Your task => Set every line of the data down again exactly, and keep the pictures out.

The records =>
※ ※ ※

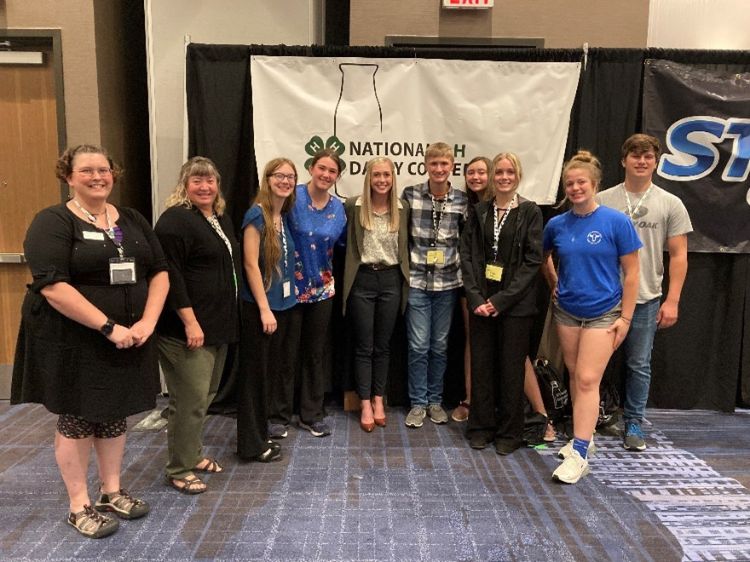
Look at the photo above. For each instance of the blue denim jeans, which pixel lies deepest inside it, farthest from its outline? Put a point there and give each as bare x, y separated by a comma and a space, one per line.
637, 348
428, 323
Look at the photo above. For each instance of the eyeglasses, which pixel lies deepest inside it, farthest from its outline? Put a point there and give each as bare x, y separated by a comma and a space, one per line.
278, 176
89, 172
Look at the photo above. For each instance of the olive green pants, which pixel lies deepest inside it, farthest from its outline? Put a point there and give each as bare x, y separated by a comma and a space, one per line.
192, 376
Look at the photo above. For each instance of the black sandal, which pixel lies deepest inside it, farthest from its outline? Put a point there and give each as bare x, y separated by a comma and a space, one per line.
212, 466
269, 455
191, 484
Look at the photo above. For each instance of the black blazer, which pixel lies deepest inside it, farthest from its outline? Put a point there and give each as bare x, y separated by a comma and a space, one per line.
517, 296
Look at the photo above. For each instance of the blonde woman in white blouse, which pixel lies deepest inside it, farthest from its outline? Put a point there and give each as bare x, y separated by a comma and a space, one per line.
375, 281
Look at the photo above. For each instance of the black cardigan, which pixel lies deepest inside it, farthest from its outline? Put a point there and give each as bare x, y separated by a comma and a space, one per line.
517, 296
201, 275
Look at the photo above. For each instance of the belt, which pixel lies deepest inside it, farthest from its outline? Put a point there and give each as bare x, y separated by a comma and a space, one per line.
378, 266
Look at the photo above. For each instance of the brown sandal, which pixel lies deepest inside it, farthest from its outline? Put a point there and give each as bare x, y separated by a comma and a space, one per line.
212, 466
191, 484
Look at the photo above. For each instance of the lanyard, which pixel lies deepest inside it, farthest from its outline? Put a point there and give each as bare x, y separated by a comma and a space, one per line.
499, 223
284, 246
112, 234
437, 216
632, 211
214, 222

※ ※ ※

Answer to the problem =>
Look at the photo above. For each instance of the blue denim jeans, which pixel lies deepest inside it, farthest from its outline? Put a point there and give each as bare x, y separated by a comma and a space, one per line.
637, 348
428, 323
Look at the photo above. For each instance of the eyeglasses, which pixel lies deepest inside it, farthest from its outline? Put a point there and give each as bare x, y separated by a comma and a space, one per line.
278, 176
89, 172
Look at the photo above. For each instance of the olive green pants, which pixel lies deepest inside it, farthest from its outline? Put a point there and give each as bare x, y separated by a comma and a space, one per line.
192, 376
Look at the photo above. For each instance of the black sandal, which pixel lies deepest inside it, farthest from its outline? Put a point there and give each as bare x, y separated by a comma and a space, one per line.
212, 466
269, 455
191, 484
Look at the photo above. For each instance of the black blazer, which pixel lies deepest inside it, farthest from its outline? Put a point there and give each as bare x, y separated by a comma and a space, one per line.
517, 296
Look at the photo above. For each instance of the blonde woman in white blouse, which pixel lies deepest inside it, farthest from its outline? Put a point there and give each as bare x, y separated by a comma and a space, one per line.
375, 281
Look at the photo above. For each instance of the black cardigan, which pixel lies deepest inside it, farthest from its outline? Put a point there and give each as bare x, y separated by a comma and a space, one per line.
517, 296
201, 275
Look at the photo above. For each instance of the belt, which pixel lies deepest inside it, farthest from its outline? Put a point there and give each as bare x, y separated by a comma and a space, one per line.
378, 266
Look at the photo above. For each instance of the brown sandal, which pixel lies deepest inside it, farthest from its outline? Put a point there and give each as bare x, y separated by a comma and a space, one per line.
212, 466
191, 484
Look at the photo above. For each instance of the lanyard, which pixel lies deepest inside it, farthest from its outline? Put a point there and give each as bare x, y separated by a comma and a space, one per line.
499, 223
284, 246
112, 234
437, 216
632, 211
214, 222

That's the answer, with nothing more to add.